* Trecho fornecido *
****************************************

Bocada Forte: Se o Marcão Baixada fizesse um autorretrato, como seria?
Marcão Baixada: Cara, seria um desenho simples, bem de criança do primário mesmo. Provavelmente focando nos detalhes do meu rosto e cabelo. Tentaria deixar claro na imagem que todos estamos suscetíveis à mudança, seja ela física ou comportamental. Quando era mais novo e tentava fazer autorretratos, gostava muito de desenhar ao redor do meu corpo, coisas que tinha influência na minha vida, como minha família, instrumentos musicais, bola de basquete, computador.
Bocada Forte: Todas essas mudanças e influências mostra um jovem preto comospolita em sua vivência. O que isso te traz na construção de sua arte?
Marcão Baixada: Justamente por esse fato de transitar em vários lugares, faz com que minha arte seja local e global ao mesmo tempo. Tento expressar coisas muito próprias a respeito da minha origem, que talvez só eu ou quem vem do mesmo lugar saiba, ao mesmo tempo que eu abordo a respeito de outros lugares. Um exemplo claro: eu moro na Baixada Fluminense, aqui não tem praia, mas se eu tiver um mínimo de grana e paciência pra pegar um metrô, ou 2 ônibus, eu vou saber qual é a experiência de estar naquele lugar, curtindo o sol, pegando uma onda, entende? Eu penso que não preciso necessariamente ser oriundo de um lugar pra me sentir pertencente à ele. Acho que isso se reflete muito na minha arte, falo muito sobre a Baixada Fluminense em minhas letras. Quando não cito diretamente, falo de coisas comuns com esse lugar, mas um morador da Zona Norte, do Centro ou até mesmo da Sul, pode acabar se identificando e enxergando coisas que são similares entre os lugares.
Bocada Forte: Do rap que você aprendeu a ouvir e gostar no Movimento Enraizados ao rap que faz hoje, o que converge e o que diverge?
Marcão Baixada: Acho que o que convergiu e até acredito que atingiu um outro nível foi o fato de eu me enxergar como preto e assumir isso em minhas letras, acho que hoje consigo abordar isso de forma mais inteligente e bem humorada, tendo em vista que quero atingir pessoas além do rap, que possivelmente não entenderiam essa ou aquela expressão. Acho que o que se divergiu foi a sonoridade em si. O som que eu tiro hoje é bem diferente do da época do EP Itinerante. Antes eu me via muito como militante e nem tanto como artista, hoje já tenho em mente que deve haver um equilíbrio entre os dois. A cultura em geral tem dificuldades em dialogar com o meio do entretenimento por conta de não haver esse equilíbrio que eu tô te falando. Hoje eu penso que o grande desafio não é falar pra quem você conhece, mas sim para aqueles que você não conhece, que não tem uma vivência baseada nos mesmos valores e ideias que os seus.

****************************************

* Dados fornecidos *
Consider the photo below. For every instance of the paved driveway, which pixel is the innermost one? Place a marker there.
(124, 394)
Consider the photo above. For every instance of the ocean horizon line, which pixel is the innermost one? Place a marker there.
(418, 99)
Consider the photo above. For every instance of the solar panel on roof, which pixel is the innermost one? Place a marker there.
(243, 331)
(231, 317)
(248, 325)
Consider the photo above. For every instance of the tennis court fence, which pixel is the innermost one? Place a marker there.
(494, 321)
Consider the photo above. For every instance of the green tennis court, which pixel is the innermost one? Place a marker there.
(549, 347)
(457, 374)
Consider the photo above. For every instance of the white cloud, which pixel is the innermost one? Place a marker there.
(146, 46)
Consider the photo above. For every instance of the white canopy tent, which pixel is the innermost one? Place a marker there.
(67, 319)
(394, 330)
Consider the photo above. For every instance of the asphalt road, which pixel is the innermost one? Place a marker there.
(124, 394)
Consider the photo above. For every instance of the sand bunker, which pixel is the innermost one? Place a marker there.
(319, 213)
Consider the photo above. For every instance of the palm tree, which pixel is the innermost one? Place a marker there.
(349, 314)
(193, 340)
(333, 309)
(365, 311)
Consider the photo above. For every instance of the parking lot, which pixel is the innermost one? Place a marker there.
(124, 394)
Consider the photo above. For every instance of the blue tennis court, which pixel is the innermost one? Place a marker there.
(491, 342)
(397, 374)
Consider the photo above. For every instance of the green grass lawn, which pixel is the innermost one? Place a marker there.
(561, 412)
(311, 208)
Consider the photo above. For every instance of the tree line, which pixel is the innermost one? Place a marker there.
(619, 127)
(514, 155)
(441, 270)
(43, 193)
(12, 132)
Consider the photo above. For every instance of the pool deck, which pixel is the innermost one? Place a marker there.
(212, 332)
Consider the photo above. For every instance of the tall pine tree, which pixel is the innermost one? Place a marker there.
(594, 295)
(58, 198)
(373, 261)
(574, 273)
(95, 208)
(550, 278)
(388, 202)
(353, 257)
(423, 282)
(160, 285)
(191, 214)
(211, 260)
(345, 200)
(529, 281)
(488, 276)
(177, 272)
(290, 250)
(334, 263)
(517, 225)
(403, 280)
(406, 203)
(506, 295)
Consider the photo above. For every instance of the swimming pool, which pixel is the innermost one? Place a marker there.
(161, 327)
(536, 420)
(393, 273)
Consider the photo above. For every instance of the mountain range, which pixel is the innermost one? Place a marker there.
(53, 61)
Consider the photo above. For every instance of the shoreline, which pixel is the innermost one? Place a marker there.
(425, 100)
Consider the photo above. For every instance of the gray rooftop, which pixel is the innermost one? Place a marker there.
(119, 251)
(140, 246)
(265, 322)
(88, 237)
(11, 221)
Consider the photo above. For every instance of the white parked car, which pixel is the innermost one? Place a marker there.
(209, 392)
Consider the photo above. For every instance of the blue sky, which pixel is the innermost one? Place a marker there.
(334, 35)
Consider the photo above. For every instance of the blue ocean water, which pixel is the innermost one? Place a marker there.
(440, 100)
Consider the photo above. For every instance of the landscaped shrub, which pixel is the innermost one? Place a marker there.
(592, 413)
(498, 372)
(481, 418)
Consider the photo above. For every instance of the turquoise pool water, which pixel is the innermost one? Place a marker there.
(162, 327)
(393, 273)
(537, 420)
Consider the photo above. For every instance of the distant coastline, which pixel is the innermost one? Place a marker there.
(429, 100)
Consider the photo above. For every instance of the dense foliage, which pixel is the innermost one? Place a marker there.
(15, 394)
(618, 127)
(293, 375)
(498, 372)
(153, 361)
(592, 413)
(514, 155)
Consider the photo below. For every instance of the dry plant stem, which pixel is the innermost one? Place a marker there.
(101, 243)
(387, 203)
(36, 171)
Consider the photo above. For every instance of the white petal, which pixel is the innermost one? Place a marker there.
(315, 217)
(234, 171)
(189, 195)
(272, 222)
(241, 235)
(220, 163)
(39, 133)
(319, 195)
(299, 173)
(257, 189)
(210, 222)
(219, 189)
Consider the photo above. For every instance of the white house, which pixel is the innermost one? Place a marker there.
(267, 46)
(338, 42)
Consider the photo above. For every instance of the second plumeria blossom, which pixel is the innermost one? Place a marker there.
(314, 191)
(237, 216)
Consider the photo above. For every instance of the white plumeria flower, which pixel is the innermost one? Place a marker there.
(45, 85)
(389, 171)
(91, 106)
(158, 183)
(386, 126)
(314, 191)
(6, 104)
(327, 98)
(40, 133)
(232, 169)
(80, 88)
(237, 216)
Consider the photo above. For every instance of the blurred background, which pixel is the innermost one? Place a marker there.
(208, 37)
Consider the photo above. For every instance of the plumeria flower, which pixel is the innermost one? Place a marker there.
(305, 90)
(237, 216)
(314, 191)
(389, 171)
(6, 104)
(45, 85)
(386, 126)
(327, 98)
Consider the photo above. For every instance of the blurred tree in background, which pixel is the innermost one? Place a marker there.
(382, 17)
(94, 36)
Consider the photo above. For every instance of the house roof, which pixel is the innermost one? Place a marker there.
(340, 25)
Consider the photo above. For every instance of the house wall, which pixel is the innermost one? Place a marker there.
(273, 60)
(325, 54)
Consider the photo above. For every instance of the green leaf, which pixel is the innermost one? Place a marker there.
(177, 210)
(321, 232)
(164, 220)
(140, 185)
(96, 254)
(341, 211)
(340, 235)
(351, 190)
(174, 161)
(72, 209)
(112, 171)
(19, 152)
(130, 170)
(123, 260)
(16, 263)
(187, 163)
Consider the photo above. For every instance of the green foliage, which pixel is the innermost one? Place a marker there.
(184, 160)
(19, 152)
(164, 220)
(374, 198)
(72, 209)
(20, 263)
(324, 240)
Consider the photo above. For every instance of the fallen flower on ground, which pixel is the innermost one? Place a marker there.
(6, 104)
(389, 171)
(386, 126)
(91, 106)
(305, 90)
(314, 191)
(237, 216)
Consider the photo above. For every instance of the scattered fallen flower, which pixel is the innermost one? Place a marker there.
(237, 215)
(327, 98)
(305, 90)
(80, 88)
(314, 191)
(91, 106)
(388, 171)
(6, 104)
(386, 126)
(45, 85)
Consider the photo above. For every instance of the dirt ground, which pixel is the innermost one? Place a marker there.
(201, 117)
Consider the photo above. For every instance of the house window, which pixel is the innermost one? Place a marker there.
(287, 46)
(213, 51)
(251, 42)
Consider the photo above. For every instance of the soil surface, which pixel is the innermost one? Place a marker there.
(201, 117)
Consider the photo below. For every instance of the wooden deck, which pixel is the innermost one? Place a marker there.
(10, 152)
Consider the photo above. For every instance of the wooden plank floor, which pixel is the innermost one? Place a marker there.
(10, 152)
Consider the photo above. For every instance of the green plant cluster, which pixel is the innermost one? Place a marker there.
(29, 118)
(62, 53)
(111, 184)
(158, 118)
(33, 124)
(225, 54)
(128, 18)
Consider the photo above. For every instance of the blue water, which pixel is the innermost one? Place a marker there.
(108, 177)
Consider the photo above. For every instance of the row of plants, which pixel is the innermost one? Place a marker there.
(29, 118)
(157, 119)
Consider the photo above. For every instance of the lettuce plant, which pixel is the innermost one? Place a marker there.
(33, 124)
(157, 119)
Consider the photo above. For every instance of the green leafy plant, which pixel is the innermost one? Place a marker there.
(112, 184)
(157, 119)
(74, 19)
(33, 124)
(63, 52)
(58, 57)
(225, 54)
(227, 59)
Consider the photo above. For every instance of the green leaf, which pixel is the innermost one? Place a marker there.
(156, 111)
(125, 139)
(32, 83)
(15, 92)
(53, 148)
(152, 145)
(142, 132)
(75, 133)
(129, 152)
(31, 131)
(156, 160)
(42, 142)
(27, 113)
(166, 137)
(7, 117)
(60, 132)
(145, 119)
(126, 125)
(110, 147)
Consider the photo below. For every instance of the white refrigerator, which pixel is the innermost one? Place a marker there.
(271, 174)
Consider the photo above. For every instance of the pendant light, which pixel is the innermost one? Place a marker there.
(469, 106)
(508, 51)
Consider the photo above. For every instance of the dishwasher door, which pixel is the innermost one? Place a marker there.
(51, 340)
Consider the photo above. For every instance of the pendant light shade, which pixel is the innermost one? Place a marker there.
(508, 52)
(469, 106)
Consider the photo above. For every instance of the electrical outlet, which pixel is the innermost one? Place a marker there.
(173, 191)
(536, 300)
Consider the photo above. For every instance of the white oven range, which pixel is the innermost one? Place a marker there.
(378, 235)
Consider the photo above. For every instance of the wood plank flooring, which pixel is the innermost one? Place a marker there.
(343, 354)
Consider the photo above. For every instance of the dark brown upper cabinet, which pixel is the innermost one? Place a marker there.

****************************************

* Instruções *
1/ Reescreva a entrevista com Marcão Baixada começando pelas palavras "Marcão Baixada: Cara, seria" e parando depois de "de basquete, computador.", trocando "basquete" por "vôlei".
2/ Responda, por favor, com base na entrevista com Marcão Baixada:
(a) Em que região Marcão Baixada diz que mora?
(b) Qual EP ele menciona ao comparar o som de antes com o de hoje?
(c) Que coisas ele gostava de desenhar ao redor do corpo quando fazia autorretratos mais novo?
3/ Prossiga com a entrevista com Marcão Baixada a partir do ponto em que ela termina.
Os dados não são necessários para realizar nenhuma das tarefas.

* Respostas por tarefa *
1/
Marcão Baixada: Cara, seria um desenho simples, bem de criança do primário mesmo. Provavelmente focando nos detalhes do meu rosto e cabelo. Tentaria deixar claro na imagem que todos estamos suscetíveis à mudança, seja ela física ou comportamental. Quando era mais novo e tentava fazer autorretratos, gostava muito de desenhar ao redor do meu corpo, coisas que tinha influência na minha vida, como minha família, instrumentos musicais, bola de vôlei, computador.

2/
(a) Na Baixada Fluminense.
(b) O EP Itinerante.
(c) Sua família, instrumentos musicais, bola de basquete e computador.

3/
Bocada Forte: Aliás, quais são suas influências?
Marcão Baixada: Minha família, principalmente pela herança musical, que me fez conhecer nomes como Djavan, que sou muito fã. Estava muito ligado naquela “vibe” do Charlie Brown Jr, de rock, punk, skate, rap, coisas que eles tinham, acho que foi minha principal influência na música em geral. Na escrita, eu lia muito Machado de Assis, essa relação que tenho com o cotidiano do Rio tem muita influência dessa fonte. Depois que realmente conheci o rap e a cultura hip hop, peguei como influência vários nomes, mas acho que os principais são A Tribe Called Quest, Mos Def, Jay-Z, Parteum, Racionais. Dessa galera mais nova eu tenho curtido muito o A$AP Rocky, talvez nem tanto no quesito letra, mas digo na sonoridade e fluxo das rimas, mesmo.
Bocada Forte: Você é um dos expoentes da cena carioca, contemporâneo de cena de jovens pretos pelo mundo com a Pro Era dos EUA, Spoek Mathambo da África do Sul, Ghostpoet de Londres e Eddy Kenzo de Uganda. É um levante cultural da juventude preta na Diáspora?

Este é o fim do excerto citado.